* [提示された文章]
# # # #
エルンスト・H・ゴンブリッチ 『若い読者のための世界史』
[Reading Journal 2nd:読書日誌]
二〇 アラーの神と預言者ムハンメド
第19章でやっとヨーロッパが中世に入った。今日のところ第20章は、ヨーロッパから少し離れて、イスラム教の話になる。ここでは、どのようにしてイスラム教が生れたか、そしてイスラム教がどのような宗教である、そしてイスラム諸国によるヨーロッパの侵略である。
アラビアの砂漠では、数千年もオアシスとオアシス、都市と都市の部族が戦いあっていた。彼らは、まだ素朴な信仰を持っているに過ぎなかった。メッカのカアバには天から降ってきた一つの石が安置されていて彼らは、しばしば砂漠を越えてその地を巡礼していた。
六〇〇年ごろメッカにアブダラー(アブド・アッララ)の息子モハメド(ムハンマド)という男が住んでいた。彼の父はカアバの聖職者であったが、裕福ではなかった。そのためモハメッドは、働かなければならなかった。彼は金持ちの女性にラクダ使いとして雇われ、やがてその女主人と結婚した。
メッカの町では、モハメドは「公正な男」と呼ばれ尊敬される存在だった。彼はカアバの地を訪れるアラビア人のもならず、ユダヤ人、キリスト教徒とも好んで議論し、「唯一の目に見えない万能の神」に強い印象を持った。
ある旅の途中、彼はひとつの幻覚をもった。・・・・(中略)・・・・モハメドの前に、大天使ガブリエル(ジブリル)があらわれ、彼に向って大きい声で「読みなさい」とさけんだのだ。「わたしは字が読めないのです」と、モハメドは小さな声で答えた。「読みなさい」と天使はさけび、それを二度、三度とくりかえし、さらに彼の神の名でもって祈ることを命じた。この幻覚について強い衝撃をうけたモハメドは、故郷に帰りついてからも、そのことがこころから離れなかった。(抜粋)
それから三年後、また彼に幻覚が襲った。大天使ガブリエルは、「起きて皆に警告せよ、そして、おまえの主なる神をたたえよ」と言った。そしてモハメドはこれが神のお告であることを認識し、みずからの使命を預言者であると自覚した。
メッカの聖職者たちは彼を弾圧する。そんな時、モハメドはメッカと敵対するオアシスの部族の人と知り合いになった。彼らのオアシスにはユダヤ人が多く住んでいたため、彼らも唯一の神の話を理解できた。モハメドは彼らに教えと説いた。メッカの聖職者たちは、彼を裏切り者として殺すことに決めた。六二二年七月一六日にモハメドはメッカから抜け出し彼を支持してくれる砂漠の町へ向かった。モハメドの信奉者はこれを「逃亡(ヒジュラ)」と呼ぶ。そして、この日を彼らの暦の紀元とした。
# # # #
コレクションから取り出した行
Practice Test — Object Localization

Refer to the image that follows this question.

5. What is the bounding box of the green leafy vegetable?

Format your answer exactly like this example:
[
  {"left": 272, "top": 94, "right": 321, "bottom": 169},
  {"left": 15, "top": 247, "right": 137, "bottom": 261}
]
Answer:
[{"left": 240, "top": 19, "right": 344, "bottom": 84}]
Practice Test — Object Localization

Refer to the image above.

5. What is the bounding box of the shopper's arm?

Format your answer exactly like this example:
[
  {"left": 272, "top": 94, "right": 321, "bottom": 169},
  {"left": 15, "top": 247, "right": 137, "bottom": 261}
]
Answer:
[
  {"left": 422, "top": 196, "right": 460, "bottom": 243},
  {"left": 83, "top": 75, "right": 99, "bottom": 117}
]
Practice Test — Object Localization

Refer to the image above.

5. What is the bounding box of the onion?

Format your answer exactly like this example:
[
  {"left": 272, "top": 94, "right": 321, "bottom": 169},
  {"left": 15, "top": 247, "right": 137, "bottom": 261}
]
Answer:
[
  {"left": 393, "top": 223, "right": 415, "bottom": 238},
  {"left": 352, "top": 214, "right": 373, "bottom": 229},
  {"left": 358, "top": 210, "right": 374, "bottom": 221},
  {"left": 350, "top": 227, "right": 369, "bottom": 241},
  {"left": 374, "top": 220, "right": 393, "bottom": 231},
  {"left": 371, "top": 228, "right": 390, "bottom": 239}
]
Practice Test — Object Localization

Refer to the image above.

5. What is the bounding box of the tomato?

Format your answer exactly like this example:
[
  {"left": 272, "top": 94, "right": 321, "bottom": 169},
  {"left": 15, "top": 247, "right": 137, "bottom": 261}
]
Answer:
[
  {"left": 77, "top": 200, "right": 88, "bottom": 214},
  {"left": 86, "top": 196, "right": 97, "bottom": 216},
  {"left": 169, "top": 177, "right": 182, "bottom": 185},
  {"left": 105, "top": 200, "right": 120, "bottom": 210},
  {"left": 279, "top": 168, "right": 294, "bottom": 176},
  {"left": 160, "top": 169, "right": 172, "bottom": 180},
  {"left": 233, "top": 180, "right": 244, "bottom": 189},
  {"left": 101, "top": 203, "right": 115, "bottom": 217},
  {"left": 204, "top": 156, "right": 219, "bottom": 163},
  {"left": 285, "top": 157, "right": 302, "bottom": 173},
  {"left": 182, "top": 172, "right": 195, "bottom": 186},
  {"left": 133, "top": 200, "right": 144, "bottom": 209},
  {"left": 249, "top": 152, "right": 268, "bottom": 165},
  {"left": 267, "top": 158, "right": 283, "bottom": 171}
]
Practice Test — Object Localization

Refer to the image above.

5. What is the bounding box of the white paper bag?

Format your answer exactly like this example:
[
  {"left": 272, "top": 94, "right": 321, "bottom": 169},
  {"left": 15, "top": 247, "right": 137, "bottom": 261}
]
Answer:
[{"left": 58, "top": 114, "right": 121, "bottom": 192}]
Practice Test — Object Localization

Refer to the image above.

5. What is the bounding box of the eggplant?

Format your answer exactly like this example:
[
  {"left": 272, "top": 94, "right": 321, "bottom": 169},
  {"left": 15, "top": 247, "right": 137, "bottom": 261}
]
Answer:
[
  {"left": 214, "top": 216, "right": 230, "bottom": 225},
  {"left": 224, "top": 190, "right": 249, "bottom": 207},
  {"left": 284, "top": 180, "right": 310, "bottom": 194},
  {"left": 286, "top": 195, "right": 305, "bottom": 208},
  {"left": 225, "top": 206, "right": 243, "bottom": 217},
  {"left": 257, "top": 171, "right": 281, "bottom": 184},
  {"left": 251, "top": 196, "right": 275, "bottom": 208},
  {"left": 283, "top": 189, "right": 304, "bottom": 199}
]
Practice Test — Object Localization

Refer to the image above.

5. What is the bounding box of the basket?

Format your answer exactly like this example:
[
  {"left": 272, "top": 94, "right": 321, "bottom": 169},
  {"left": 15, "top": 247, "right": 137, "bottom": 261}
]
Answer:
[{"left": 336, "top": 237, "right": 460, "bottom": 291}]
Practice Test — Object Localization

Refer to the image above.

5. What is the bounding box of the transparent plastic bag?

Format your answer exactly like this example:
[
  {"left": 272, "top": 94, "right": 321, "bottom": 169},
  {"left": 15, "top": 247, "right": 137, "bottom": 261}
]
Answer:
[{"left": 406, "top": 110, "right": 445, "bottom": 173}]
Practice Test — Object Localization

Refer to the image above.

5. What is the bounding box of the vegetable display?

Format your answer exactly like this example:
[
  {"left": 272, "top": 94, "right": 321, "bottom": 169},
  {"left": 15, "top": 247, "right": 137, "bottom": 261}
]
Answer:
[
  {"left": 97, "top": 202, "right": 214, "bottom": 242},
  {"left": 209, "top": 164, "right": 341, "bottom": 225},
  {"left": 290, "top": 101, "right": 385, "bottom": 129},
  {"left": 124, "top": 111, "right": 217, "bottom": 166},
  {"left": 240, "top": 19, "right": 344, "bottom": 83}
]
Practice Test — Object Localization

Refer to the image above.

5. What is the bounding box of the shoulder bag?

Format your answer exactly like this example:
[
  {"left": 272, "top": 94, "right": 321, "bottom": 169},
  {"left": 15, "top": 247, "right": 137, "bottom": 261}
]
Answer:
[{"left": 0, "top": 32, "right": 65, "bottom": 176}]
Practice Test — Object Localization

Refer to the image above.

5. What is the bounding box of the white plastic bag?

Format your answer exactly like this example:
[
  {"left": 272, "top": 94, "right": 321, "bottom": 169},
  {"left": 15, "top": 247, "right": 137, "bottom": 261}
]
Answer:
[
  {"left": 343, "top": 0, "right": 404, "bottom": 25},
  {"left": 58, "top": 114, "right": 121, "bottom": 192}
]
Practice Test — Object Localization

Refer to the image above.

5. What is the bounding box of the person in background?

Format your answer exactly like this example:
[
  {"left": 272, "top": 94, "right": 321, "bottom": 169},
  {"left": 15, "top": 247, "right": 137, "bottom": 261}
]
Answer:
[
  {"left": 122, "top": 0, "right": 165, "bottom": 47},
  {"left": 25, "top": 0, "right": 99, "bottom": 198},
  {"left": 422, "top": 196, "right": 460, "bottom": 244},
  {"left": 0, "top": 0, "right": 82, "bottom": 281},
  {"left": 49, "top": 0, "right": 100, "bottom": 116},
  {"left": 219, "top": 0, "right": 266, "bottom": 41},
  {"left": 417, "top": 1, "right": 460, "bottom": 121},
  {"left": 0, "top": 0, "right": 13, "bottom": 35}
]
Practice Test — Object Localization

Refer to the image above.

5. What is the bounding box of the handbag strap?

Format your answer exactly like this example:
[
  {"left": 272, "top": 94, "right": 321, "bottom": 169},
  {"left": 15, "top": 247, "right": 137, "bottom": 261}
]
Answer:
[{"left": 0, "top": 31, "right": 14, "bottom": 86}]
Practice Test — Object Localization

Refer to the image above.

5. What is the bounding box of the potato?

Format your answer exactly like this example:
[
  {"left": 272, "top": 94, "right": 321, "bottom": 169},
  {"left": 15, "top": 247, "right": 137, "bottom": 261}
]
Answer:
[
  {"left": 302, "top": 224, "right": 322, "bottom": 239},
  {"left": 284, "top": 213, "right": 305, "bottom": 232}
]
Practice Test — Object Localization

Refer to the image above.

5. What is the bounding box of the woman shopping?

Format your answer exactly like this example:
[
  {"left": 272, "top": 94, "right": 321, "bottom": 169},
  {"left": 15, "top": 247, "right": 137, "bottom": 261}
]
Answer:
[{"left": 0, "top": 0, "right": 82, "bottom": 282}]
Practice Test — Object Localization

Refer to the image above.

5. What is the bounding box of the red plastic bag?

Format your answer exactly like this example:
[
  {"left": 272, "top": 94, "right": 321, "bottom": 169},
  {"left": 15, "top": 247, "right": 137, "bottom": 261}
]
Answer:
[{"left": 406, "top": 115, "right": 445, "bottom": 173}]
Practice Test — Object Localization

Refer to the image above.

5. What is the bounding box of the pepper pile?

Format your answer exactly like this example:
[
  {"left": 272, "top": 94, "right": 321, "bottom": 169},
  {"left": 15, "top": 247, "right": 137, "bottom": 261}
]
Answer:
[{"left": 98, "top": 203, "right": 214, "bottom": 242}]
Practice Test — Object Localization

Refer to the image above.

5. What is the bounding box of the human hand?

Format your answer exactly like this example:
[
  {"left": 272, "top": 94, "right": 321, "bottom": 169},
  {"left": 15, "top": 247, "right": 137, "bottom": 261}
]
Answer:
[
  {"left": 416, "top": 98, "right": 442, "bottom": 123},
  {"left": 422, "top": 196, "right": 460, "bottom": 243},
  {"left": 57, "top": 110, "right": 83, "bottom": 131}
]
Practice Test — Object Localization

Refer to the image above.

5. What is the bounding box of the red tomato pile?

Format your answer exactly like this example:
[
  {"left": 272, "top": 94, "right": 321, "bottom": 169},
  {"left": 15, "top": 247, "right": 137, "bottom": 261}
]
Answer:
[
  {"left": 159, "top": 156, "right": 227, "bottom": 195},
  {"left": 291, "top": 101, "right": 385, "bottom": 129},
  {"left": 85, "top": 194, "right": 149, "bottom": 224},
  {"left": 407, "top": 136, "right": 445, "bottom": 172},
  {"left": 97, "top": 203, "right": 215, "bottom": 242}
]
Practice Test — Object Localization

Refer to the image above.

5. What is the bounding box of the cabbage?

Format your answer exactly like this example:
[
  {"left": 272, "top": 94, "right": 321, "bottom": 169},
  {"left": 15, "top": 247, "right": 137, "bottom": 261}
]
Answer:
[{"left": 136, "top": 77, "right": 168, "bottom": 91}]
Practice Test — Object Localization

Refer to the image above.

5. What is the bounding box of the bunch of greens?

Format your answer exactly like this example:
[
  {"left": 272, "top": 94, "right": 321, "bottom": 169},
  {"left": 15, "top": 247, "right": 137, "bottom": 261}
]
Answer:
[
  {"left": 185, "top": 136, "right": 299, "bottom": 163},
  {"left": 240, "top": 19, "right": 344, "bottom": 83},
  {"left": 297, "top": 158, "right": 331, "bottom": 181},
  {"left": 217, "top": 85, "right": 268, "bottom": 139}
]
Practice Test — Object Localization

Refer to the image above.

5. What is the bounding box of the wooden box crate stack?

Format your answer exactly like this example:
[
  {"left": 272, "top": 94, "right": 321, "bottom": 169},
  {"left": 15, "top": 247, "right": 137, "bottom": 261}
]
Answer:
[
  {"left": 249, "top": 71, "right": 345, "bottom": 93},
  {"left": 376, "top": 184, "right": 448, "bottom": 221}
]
# # # #
* [取り組む課題]
ムハンマドについての文章のうち、「ある旅の途中、彼はひとつの幻」から「ろから離れなかった。(抜粋)」までを、最後の語句も含めて一字一句違えずに書き写してください。

* [課題への回答]
ある旅の途中、彼はひとつの幻覚をもった。・・・・(中略)・・・・モハメドの前に、大天使ガブリエル(ジブリル)があらわれ、彼に向って大きい声で「読みなさい」とさけんだのだ。「わたしは字が読めないのです」と、モハメドは小さな声で答えた。「読みなさい」と天使はさけび、それを二度、三度とくりかえし、さらに彼の神の名でもって祈ることを命じた。この幻覚について強い衝撃をうけたモハメドは、故郷に帰りついてからも、そのことがこころから離れなかった。(抜粋)